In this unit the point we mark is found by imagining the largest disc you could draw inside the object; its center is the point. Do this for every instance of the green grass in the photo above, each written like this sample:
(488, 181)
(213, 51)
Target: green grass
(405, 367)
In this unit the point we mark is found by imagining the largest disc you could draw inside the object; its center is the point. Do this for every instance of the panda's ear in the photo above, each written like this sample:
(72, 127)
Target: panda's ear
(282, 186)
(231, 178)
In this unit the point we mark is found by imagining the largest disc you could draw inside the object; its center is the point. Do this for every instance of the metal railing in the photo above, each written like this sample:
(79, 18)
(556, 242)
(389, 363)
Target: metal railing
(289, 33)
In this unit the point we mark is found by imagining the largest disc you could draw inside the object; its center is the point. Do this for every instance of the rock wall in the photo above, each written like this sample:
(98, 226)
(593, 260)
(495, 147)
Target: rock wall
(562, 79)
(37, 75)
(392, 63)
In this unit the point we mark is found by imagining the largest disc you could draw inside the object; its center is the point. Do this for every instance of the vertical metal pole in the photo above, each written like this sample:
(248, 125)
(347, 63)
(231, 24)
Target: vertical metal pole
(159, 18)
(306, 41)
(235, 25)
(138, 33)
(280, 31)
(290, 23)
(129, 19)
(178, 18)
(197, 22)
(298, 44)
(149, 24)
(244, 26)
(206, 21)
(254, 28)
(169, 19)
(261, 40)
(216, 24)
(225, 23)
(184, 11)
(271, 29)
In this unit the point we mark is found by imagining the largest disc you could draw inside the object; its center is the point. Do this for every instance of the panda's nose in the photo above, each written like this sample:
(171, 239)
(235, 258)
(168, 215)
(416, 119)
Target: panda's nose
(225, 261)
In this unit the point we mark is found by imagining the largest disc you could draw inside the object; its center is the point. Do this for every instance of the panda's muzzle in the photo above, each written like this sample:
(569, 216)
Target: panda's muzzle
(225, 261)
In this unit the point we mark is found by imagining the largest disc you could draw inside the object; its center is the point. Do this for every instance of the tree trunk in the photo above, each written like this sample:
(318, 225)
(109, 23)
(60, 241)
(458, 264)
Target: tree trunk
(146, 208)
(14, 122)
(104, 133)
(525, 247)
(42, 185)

☆ ☆ ☆

Copy the records above exactly.

In this unit the point we mark is found by imagining the largest disc you could draw inside the object; its center is the point. Do this for every instance of the green grass in the photo above, each written like this sample:
(488, 181)
(213, 51)
Target: green grass
(405, 367)
In this unit the point we mark is found by imagining the largest disc you could draw inside the object; its center is the point. Do this for every instance of the panda's ear in the photo above, each written like this sample:
(72, 127)
Target: panda's ear
(282, 186)
(231, 178)
In this unit the point we mark is found by imagining the largest disc you could draw inside the object; its center is the point. Do this for every instance of the metal railing in the photo above, each written like this sample:
(79, 18)
(556, 242)
(389, 363)
Target: metal railing
(289, 33)
In this unit the point we mark is found by imagining the largest disc you could draw inside the object; its center is the point. Do this for every instance of the rock wall in the photo above, each written like this sample:
(98, 226)
(593, 260)
(495, 147)
Target: rock wall
(562, 79)
(37, 75)
(392, 63)
In this unit the point we mark is found by imagining the largest disc you could draw inside the object; its center is the point. Do this for every instance of the vertical metal pole in the photo above, each written like this sample:
(248, 125)
(347, 63)
(231, 24)
Target: vertical metal pole
(159, 18)
(306, 41)
(235, 25)
(138, 33)
(280, 31)
(290, 23)
(129, 19)
(178, 18)
(197, 22)
(298, 44)
(149, 24)
(244, 26)
(206, 21)
(254, 28)
(169, 19)
(261, 40)
(216, 24)
(225, 23)
(184, 11)
(271, 29)
In this unit the point we mark is found by imagining the largest disc you could draw inside the object; its center is the point. Do this for every instance of the panda's nose in the photo above, each written like this sample:
(171, 239)
(235, 258)
(168, 215)
(416, 119)
Target: panda's nose
(225, 261)
In this unit the point we mark is found by imagining the largest disc you could draw inside the object; its center is the point. Do this for every instance of the panda's muzzle in the photo above, each written like this sample:
(569, 216)
Target: panda's muzzle
(225, 261)
In this unit the point we mark is found by imagining the largest disc you could draw inside the object; its center is the point. Do this for every instance of the tree trunk in the photo above, each written like this sample:
(318, 225)
(109, 23)
(60, 241)
(458, 264)
Target: tree trunk
(146, 208)
(14, 122)
(104, 133)
(525, 247)
(42, 185)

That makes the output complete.